Repeat exactly the lines from the line containing "of the banner" through the last line of the records below, inclusive, and nothing else.

» **Task data**
________

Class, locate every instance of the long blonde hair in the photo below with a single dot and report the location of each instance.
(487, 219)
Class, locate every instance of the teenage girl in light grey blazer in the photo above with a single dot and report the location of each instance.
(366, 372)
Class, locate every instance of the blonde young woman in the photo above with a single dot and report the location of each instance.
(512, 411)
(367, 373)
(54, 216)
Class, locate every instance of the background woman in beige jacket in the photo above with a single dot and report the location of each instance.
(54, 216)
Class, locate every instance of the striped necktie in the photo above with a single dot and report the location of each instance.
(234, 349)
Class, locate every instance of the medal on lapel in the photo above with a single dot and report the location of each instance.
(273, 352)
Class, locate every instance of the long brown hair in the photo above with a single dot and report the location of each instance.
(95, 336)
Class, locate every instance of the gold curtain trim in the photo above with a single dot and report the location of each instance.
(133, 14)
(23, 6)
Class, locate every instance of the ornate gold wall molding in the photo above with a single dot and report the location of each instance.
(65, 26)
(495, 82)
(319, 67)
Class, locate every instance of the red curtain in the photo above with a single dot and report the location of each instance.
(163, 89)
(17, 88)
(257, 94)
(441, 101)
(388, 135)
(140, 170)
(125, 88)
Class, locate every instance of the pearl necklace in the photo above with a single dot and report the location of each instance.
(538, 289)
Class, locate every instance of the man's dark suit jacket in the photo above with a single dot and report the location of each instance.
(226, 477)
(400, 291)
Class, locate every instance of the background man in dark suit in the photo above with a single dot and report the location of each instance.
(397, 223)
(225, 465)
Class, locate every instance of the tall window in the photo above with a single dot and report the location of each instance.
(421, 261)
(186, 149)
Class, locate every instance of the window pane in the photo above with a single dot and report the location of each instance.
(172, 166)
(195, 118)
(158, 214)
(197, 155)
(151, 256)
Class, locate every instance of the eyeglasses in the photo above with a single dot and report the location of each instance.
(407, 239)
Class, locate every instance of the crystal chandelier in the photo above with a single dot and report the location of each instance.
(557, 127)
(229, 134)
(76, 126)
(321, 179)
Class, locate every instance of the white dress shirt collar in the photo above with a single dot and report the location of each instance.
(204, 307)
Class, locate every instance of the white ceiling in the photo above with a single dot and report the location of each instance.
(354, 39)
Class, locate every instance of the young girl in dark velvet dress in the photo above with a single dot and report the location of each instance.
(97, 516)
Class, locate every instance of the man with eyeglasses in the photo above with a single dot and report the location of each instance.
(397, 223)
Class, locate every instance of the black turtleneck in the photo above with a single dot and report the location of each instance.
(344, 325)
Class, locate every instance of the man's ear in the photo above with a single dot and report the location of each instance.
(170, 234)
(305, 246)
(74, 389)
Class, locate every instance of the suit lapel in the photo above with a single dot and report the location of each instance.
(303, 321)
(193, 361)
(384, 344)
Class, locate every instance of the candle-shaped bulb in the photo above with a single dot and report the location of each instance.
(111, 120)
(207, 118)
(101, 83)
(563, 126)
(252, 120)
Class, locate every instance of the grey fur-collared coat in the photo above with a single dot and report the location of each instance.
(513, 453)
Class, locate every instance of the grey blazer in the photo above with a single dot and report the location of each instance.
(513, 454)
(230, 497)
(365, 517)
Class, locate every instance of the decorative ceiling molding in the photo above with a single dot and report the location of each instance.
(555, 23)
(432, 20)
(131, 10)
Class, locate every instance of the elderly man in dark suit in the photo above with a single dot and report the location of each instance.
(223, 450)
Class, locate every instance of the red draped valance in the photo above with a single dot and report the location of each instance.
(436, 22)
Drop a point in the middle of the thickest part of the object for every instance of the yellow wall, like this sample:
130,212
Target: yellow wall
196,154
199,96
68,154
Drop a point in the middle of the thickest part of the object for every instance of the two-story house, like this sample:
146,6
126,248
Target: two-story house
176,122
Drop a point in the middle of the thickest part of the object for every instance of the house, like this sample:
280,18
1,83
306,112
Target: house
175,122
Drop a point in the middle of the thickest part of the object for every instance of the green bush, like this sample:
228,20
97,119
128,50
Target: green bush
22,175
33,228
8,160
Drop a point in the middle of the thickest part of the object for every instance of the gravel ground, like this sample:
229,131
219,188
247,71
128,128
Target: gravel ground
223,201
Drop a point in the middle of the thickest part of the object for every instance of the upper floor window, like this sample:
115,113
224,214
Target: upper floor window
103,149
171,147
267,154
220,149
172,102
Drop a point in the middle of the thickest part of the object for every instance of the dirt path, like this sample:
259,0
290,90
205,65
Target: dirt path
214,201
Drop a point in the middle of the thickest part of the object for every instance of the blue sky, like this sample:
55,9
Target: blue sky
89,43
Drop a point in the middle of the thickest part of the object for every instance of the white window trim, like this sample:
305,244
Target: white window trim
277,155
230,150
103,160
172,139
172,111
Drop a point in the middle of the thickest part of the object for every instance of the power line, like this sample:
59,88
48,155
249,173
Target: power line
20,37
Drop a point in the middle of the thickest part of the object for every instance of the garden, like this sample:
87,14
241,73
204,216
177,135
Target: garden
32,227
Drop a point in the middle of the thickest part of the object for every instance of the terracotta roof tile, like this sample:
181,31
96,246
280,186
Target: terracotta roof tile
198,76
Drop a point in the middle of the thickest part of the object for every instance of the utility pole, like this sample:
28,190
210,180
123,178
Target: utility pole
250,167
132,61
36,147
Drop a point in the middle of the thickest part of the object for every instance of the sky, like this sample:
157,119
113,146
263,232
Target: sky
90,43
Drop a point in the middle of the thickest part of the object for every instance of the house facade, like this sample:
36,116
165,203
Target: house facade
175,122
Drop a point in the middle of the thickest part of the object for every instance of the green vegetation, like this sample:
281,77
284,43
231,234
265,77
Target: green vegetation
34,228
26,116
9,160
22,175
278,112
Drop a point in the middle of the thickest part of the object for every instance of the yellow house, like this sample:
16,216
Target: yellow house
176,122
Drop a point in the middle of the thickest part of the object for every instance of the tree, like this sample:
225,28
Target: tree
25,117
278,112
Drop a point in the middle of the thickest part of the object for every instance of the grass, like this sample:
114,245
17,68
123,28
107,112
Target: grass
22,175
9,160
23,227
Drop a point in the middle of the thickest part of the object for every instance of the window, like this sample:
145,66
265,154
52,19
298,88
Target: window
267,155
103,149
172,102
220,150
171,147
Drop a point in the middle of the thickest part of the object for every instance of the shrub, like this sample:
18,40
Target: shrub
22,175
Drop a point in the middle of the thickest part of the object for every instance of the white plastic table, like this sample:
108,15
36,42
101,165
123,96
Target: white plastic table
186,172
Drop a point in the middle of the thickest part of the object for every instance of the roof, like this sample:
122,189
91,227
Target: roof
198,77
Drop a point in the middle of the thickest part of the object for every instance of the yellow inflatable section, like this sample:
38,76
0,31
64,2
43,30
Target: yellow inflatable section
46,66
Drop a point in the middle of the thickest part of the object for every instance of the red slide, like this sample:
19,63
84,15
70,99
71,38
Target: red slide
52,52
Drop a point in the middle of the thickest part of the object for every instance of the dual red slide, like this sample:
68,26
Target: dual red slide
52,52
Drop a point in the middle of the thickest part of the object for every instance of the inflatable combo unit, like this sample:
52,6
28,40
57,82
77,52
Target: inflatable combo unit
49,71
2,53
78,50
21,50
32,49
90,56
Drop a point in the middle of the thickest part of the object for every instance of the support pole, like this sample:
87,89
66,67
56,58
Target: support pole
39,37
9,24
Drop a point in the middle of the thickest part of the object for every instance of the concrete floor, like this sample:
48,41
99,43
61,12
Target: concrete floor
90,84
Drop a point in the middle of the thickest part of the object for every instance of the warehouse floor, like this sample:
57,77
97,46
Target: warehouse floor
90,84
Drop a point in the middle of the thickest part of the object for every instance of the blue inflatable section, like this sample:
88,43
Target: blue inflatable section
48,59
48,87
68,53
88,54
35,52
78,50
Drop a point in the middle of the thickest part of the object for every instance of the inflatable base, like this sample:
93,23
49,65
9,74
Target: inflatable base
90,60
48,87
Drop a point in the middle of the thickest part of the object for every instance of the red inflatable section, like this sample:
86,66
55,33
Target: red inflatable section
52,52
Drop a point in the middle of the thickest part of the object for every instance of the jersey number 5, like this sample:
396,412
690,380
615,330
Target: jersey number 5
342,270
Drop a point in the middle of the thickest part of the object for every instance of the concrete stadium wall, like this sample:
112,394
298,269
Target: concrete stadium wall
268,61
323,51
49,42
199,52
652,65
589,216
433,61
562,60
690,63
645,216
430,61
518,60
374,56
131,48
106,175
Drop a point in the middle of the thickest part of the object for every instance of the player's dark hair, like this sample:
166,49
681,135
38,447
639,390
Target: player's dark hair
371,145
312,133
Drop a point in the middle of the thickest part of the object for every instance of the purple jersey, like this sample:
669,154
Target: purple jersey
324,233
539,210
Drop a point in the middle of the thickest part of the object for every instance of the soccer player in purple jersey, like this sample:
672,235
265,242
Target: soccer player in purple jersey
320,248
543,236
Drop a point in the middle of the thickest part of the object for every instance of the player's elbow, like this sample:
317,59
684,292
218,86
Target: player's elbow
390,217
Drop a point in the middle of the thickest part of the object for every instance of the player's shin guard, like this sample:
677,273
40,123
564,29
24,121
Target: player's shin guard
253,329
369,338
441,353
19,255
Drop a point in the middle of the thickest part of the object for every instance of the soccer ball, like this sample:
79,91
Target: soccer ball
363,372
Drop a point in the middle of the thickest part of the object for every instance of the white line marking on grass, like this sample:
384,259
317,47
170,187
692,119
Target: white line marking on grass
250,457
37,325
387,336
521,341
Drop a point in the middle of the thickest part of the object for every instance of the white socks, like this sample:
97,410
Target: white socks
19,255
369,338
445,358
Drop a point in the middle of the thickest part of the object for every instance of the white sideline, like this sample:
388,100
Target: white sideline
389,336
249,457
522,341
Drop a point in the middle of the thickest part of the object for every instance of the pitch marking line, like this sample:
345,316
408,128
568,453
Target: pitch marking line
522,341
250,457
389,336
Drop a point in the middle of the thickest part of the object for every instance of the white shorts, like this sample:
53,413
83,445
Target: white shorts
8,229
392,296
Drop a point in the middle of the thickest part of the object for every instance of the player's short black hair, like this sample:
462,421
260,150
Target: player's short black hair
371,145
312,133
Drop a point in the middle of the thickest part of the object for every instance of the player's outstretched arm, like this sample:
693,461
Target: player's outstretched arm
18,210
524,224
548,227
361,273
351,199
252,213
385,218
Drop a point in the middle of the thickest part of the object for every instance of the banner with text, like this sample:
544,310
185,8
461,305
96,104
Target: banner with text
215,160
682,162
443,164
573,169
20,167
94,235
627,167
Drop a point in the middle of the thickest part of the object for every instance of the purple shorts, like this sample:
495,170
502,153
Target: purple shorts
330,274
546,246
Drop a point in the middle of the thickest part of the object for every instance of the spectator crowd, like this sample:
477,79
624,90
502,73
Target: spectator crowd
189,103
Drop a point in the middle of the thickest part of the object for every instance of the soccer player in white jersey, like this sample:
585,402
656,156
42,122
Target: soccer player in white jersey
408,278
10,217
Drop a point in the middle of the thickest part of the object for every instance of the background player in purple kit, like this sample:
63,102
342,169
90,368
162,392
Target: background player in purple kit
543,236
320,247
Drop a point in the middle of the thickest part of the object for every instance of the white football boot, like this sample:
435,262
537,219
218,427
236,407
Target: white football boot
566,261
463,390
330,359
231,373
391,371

________

» **Exercise response**
Drop a point in the middle of the thickest part of the object for every instance of the banner with text, like this sample:
544,310
185,8
461,305
96,104
Target: banner with text
215,160
682,162
443,164
573,169
20,167
94,235
627,167
Drop a point in the middle of the thickest part of the object for every instance of the purple shorts, like this sample:
495,170
502,153
Target: purple shorts
330,274
546,246
Drop a point in the middle of the thickest part of the object for every instance of the spectator crowd, like this sample:
477,79
624,90
502,73
Target: spectator crowd
189,103
Drop a point in the middle of the thickest part of the object for every instance of the soccer player in white jersey, like this sample:
585,402
656,156
42,122
Target: soccer player in white jersey
408,278
10,217
Drop a point in the middle of the thickest part of the object for every instance of the background player in purple kit, like this sample:
63,102
342,169
90,368
162,392
Target: background player in purple kit
543,236
320,247
Drop a point in the middle of the thickest part of the object for every instance of the white football boot, like this sample:
435,262
537,219
218,427
236,407
Target: white football boot
566,261
463,390
330,359
231,373
391,371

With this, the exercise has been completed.